=== Texte à analyser ===
Le schéma le plus grand l'a emporté, mais il s'en est fallu de peu. Globalement, le qubit logique le plus grand avait un taux d'erreur de 2,914 %, contre 3,028 % pour le plus petit. Ce n'est pas un grand avantage, mais c'est la première fois qu'un avantage de ce type est démontré. Et il faut souligner que ces deux taux d'erreur sont trop élevés pour utiliser un de ces qubits logiques dans un calcul complexe. Google estime que les performances des qubits matériels devraient encore être améliorées de 20 % ou plus pour offrir un avantage clair aux grands qubits logiques.
Dans le dossier de presse qui l'accompagne, Google suggère qu'il atteindra ce stade (faire fonctionner un seul qubit logique à longue durée de vie) dans les années 2025 et plus. À ce stade, il sera confronté aux mêmes problèmes que ceux sur lesquels IBM travaille actuellement : le nombre de qubits matériels que l'on peut faire tenir sur une puce est limité. Il faudra donc trouver un moyen de mettre en réseau un grand nombre de puces dans une seule unité de calcul.
Les chercheurs de Google Quantum AI ont déclaré avoir trouvé un moyen de réduire les taux d'erreur à mesure que la taille du système augmente, ce qu'ils décrivent comme étant à un « seuil de rentabilité ».
Hartmut Neven, directeur technique de Google Quantum AI, a déclaré que, même si des défis restent à relever, il pense qu'à ce stade, « nous pouvons promettre en toute confiance une valeur commerciale » pour les ordinateurs quantiques. Il a ajouté : « En langage financier, nous avons donc atteint le seuil de rentabilité, mais cela ne suffit pas, bien sûr. Nous devons parvenir à un taux d'erreur absolument faible ».

=== Exercice à traiter ===
Reproduisez intégralement, sans la moindre modification, le texte sur les taux d'erreur des qubits logiques de Google.

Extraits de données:
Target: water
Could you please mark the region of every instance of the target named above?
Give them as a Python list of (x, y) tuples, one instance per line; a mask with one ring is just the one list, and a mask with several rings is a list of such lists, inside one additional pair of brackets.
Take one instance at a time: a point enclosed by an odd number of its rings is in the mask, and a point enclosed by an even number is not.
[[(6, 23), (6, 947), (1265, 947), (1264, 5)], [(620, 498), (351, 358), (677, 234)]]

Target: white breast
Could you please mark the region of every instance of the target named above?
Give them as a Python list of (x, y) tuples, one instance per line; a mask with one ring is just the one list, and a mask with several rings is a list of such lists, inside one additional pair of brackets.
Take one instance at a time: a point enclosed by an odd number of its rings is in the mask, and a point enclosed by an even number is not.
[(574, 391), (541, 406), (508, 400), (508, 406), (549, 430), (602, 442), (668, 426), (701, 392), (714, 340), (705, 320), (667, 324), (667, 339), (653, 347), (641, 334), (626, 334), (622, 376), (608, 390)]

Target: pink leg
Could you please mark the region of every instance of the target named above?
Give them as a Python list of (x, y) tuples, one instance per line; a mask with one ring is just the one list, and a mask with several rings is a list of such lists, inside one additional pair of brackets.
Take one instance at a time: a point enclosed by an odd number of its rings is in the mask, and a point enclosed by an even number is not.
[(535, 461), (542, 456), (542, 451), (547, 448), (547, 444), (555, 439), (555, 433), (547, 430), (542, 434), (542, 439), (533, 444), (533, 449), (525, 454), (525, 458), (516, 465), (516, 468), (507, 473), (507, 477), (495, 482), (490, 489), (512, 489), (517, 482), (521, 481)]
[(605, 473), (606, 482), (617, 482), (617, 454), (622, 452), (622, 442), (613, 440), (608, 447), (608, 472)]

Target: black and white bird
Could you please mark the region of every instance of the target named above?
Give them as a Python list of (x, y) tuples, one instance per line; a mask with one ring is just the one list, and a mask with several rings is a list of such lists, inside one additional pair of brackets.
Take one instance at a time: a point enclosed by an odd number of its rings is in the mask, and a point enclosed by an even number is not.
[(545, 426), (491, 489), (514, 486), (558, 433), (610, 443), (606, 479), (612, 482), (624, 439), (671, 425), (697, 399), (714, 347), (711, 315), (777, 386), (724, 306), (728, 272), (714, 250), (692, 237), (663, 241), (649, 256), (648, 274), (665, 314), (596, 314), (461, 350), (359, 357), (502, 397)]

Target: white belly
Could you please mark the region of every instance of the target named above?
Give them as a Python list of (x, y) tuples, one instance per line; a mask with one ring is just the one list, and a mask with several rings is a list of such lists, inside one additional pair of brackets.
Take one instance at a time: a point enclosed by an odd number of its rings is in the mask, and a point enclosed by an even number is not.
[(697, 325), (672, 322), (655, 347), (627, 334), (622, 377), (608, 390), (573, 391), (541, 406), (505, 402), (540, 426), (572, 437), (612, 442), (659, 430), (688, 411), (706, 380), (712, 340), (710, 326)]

=== Solution rédigée ===
Le schéma le plus grand l'a emporté, mais il s'en est fallu de peu. Globalement, le qubit logique le plus grand avait un taux d'erreur de 2,914 %, contre 3,028 % pour le plus petit. Ce n'est pas un grand avantage, mais c'est la première fois qu'un avantage de ce type est démontré. Et il faut souligner que ces deux taux d'erreur sont trop élevés pour utiliser un de ces qubits logiques dans un calcul complexe. Google estime que les performances des qubits matériels devraient encore être améliorées de 20 % ou plus pour offrir un avantage clair aux grands qubits logiques.
Dans le dossier de presse qui l'accompagne, Google suggère qu'il atteindra ce stade (faire fonctionner un seul qubit logique à longue durée de vie) dans les années 2025 et plus. À ce stade, il sera confronté aux mêmes problèmes que ceux sur lesquels IBM travaille actuellement : le nombre de qubits matériels que l'on peut faire tenir sur une puce est limité. Il faudra donc trouver un moyen de mettre en réseau un grand nombre de puces dans une seule unité de calcul.
Les chercheurs de Google Quantum AI ont déclaré avoir trouvé un moyen de réduire les taux d'erreur à mesure que la taille du système augmente, ce qu'ils décrivent comme étant à un « seuil de rentabilité ».
Hartmut Neven, directeur technique de Google Quantum AI, a déclaré que, même si des défis restent à relever, il pense qu'à ce stade, « nous pouvons promettre en toute confiance une valeur commerciale » pour les ordinateurs quantiques. Il a ajouté : « En langage financier, nous avons donc atteint le seuil de rentabilité, mais cela ne suffit pas, bien sûr. Nous devons parvenir à un taux d'erreur absolument faible ».